**EXERCISE INSTRUCTIONS**
(a) Print the part of the commit notice below starting at "[llvm-commits] [llvm] r141646" and ending at "additional complexity.".
(b) According to the commit notice below, what kind of code handling did the removed scalar replacement code deal with?
(c) Decide whether each statement agrees with the commit notice below, answering yes or no and quoting the deciding words: (i) The author of the revision is listed as zwarich. (ii) The log states that the removed code still provides substantial benefit. (iii) The log says the removed code introduces additional complexity.

[llvm-commits] [llvm] r141646 - in /llvm/trunk: lib/Transforms/Scalar/ScalarReplAggregates.cpp test/Transforms/ScalarRepl/vector_promote.ll
Cameron Zwarich
zwarich at apple.com
Mon Oct 10 23:10:30 PDT 2011
Author: zwarich
Date: Tue Oct 11 01:10:30 2011
New Revision: 141646
URL: http://llvm.org/viewvc/llvm-project?rev=141646&view=rev
Log:
Remove a lot of the fancy scalar replacement code for dealing with llvm-gcc's
lowering of NEON code. It provides little-to-no benefit now and only introduces
additional complexity.
Modified:
llvm/trunk/lib/Transforms/Scalar/ScalarReplAggregates.cpp
llvm/trunk/test/Transforms/ScalarRepl/vector_promote.ll
Modified: llvm/trunk/lib/Transforms/Scalar/ScalarReplAggregates.cpp
URL: http://llvm.org/viewvc/llvm-project/llvm/trunk/lib/Transforms/Scalar/ScalarReplAggregates.cpp?rev=141646&r1=141645&r2=141646&view=diff
==============================================================================
--- llvm/trunk/lib/Transforms/Scalar/ScalarReplAggregates.cpp (original)
+++ llvm/trunk/lib/Transforms/Scalar/ScalarReplAggregates.cpp Tue Oct 11 01:10:30 2011
@@ -298,8 +298,6 @@
if (ScalarKind == Unknown)

**GIVEN MATERIAL**

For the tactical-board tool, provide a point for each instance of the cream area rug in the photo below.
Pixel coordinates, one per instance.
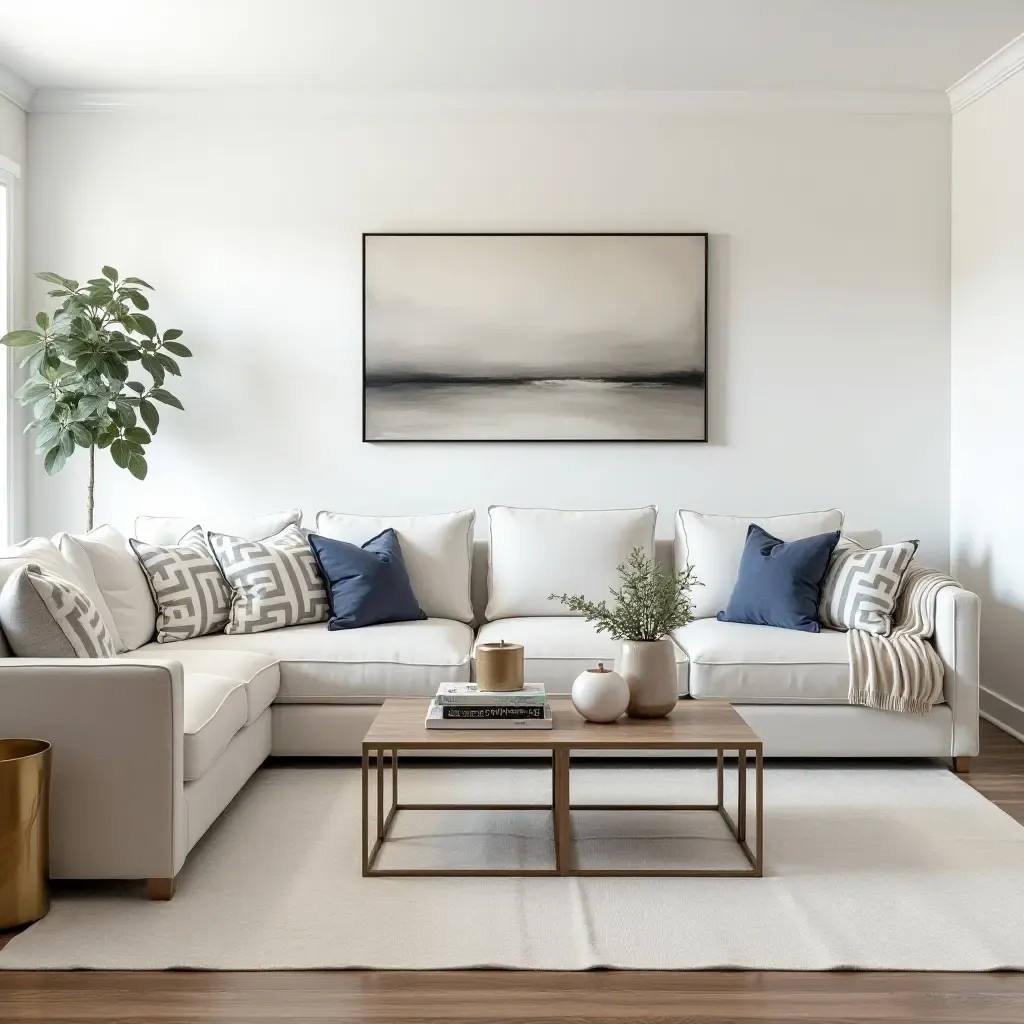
(877, 868)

**EXPECTED ANSWERS**
(a)
[llvm-commits] [llvm] r141646 - in /llvm/trunk: lib/Transforms/Scalar/ScalarReplAggregates.cpp test/Transforms/ScalarRepl/vector_promote.ll
Cameron Zwarich
zwarich at apple.com
Mon Oct 10 23:10:30 PDT 2011
Author: zwarich
Date: Tue Oct 11 01:10:30 2011
New Revision: 141646
URL: http://llvm.org/viewvc/llvm-project?rev=141646&view=rev
Log:
Remove a lot of the fancy scalar replacement code for dealing with llvm-gcc's
lowering of NEON code. It provides little-to-no benefit now and only introduces
additional complexity.

(b) It dealt with llvm-gcc's lowering of NEON code.

(c)
(i) Yes: "Author: zwarich"
(ii) No: "It provides little-to-no benefit now"
(iii) Yes: "only introduces additional complexity"